■ Segmentation mask data:
++++

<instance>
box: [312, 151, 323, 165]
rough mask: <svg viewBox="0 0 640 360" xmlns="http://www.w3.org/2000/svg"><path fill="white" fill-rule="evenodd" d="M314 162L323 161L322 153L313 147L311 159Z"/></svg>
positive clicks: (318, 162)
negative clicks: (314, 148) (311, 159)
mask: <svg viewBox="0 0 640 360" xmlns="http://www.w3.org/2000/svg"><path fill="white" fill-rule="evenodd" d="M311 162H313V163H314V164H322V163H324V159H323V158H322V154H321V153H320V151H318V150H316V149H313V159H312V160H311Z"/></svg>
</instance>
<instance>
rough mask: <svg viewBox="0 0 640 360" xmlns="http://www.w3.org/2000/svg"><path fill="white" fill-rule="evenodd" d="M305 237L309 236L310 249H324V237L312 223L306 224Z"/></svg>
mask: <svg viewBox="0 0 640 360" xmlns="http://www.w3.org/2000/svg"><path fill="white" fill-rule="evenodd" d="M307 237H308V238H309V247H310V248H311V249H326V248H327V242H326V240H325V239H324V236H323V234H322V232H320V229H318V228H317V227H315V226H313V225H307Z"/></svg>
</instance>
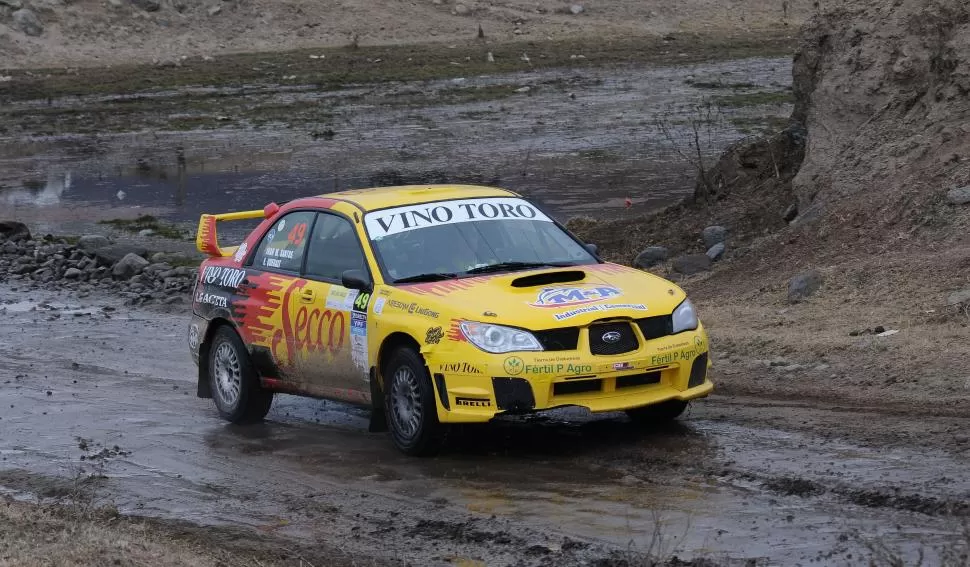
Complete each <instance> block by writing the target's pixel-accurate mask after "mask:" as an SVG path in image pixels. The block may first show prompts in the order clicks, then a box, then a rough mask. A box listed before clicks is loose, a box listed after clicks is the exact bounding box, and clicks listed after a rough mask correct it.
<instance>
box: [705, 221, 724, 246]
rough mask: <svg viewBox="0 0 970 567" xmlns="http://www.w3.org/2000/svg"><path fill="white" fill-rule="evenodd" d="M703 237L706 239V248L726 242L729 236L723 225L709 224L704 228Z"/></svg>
mask: <svg viewBox="0 0 970 567" xmlns="http://www.w3.org/2000/svg"><path fill="white" fill-rule="evenodd" d="M701 237H702V238H703V239H704V248H710V247H711V246H714V245H715V244H720V243H721V242H724V240H725V239H726V238H727V229H726V228H724V227H723V226H709V227H707V228H705V229H704V232H703V233H702V234H701Z"/></svg>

++++

■ Task to carry out: In transcribing the lines above, omit the images and keep all else exact.

■ Output of the exercise:
<instance>
box: [312, 151, 323, 165]
rough mask: <svg viewBox="0 0 640 360" xmlns="http://www.w3.org/2000/svg"><path fill="white" fill-rule="evenodd" d="M314 162L323 161L322 153L313 147L311 159Z"/></svg>
positive clicks: (318, 162)
negative clicks: (314, 148) (311, 159)
mask: <svg viewBox="0 0 640 360" xmlns="http://www.w3.org/2000/svg"><path fill="white" fill-rule="evenodd" d="M311 162H313V163H314V164H322V163H324V159H323V158H322V154H321V153H320V151H318V150H316V149H313V159H312V160H311Z"/></svg>
</instance>
<instance>
rough mask: <svg viewBox="0 0 640 360" xmlns="http://www.w3.org/2000/svg"><path fill="white" fill-rule="evenodd" d="M305 237L309 236L310 249H324V237L312 223L306 224Z"/></svg>
mask: <svg viewBox="0 0 640 360" xmlns="http://www.w3.org/2000/svg"><path fill="white" fill-rule="evenodd" d="M307 237H308V238H309V247H310V248H311V249H326V248H327V242H326V240H325V239H324V236H323V234H322V232H320V229H318V228H317V227H315V226H313V225H307Z"/></svg>
</instance>
Complete each <instance> block by writing the target's pixel-accurate mask after "mask:" as an SVG path in image pixels. The block may first show prompts in the order clicks, then a box, then a rough mask. A box listed before clicks is loose, a box listed after clicks is the exact bounding box, and clicks listed after a rough mask correct it.
<instance>
box: [705, 221, 724, 246]
rough mask: <svg viewBox="0 0 970 567" xmlns="http://www.w3.org/2000/svg"><path fill="white" fill-rule="evenodd" d="M703 237L706 239V248L726 242L729 236L723 225L709 224L704 228Z"/></svg>
mask: <svg viewBox="0 0 970 567" xmlns="http://www.w3.org/2000/svg"><path fill="white" fill-rule="evenodd" d="M701 237H702V238H703V239H704V248H710V247H711V246H714V245H715V244H720V243H721V242H724V240H725V239H726V238H727V229H726V228H724V227H723V226H709V227H707V228H705V229H704V232H703V233H702V234H701Z"/></svg>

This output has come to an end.